------ RECORDS PROVIDED ------
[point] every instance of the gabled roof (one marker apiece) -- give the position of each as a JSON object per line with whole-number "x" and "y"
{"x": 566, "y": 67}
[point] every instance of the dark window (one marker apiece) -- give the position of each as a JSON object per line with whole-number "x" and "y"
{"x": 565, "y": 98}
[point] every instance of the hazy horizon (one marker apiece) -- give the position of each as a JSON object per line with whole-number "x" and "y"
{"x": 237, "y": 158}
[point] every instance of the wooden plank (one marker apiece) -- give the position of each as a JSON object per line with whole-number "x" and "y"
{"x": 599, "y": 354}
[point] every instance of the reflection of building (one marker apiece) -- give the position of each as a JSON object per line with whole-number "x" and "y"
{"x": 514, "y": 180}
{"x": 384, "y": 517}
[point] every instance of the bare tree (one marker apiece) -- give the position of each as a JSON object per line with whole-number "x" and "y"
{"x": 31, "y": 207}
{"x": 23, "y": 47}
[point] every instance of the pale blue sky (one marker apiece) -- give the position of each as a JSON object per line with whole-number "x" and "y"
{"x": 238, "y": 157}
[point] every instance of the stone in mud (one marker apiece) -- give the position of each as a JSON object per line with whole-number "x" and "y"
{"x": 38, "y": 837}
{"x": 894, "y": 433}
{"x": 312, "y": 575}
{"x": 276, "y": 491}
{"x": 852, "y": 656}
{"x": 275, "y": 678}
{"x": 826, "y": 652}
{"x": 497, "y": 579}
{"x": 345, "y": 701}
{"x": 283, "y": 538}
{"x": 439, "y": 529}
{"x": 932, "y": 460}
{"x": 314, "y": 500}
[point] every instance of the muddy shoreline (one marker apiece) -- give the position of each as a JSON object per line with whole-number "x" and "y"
------
WORK TO BE COMPLETED> Copy every line of the material, please, keeping it exactly the same.

CORRECT RESPONSE>
[point] every instance of the gabled roof (one marker apiece) -- give the position of each as a JSON object per line with whole-number "x" and "y"
{"x": 566, "y": 67}
[point] every instance of the dark window (one marker apiece) -- give the position of each as a JSON object per line with whole-number "x" and "y"
{"x": 565, "y": 98}
[point] every instance of the hazy horizon (one marker apiece) -- give the position of each as a JSON object per line with whole-number "x" and "y"
{"x": 237, "y": 158}
[point] every instance of the wooden plank (one marker apiece) -- give the position of each as a JSON object per line with whole-number "x" and "y"
{"x": 599, "y": 354}
[point] every instance of the reflection of building (one marker apiece) -- give the position of each as a JSON object per line with whole-number "x" and "y"
{"x": 514, "y": 180}
{"x": 384, "y": 517}
[point] every instance of the bare tree (one marker apiece) -- give the position of each as a JSON object per line with whole-number "x" and "y"
{"x": 31, "y": 207}
{"x": 23, "y": 47}
[point] every instance of the pale blue sky (one marker apiece) -- give the position of each as a JSON object per line with whole-number "x" and "y"
{"x": 238, "y": 157}
[point] every instance of the stone in mud (one marker apiece) -- give the position of each as a JSON object per line with whole-number "x" and "y"
{"x": 38, "y": 837}
{"x": 894, "y": 433}
{"x": 312, "y": 575}
{"x": 276, "y": 491}
{"x": 852, "y": 656}
{"x": 275, "y": 678}
{"x": 826, "y": 652}
{"x": 497, "y": 579}
{"x": 345, "y": 701}
{"x": 283, "y": 538}
{"x": 439, "y": 529}
{"x": 932, "y": 460}
{"x": 314, "y": 500}
[point] every instance of the muddy shoreline (one marker apiece) -- give the position of each as a JSON object per line with whole-number "x" and "y"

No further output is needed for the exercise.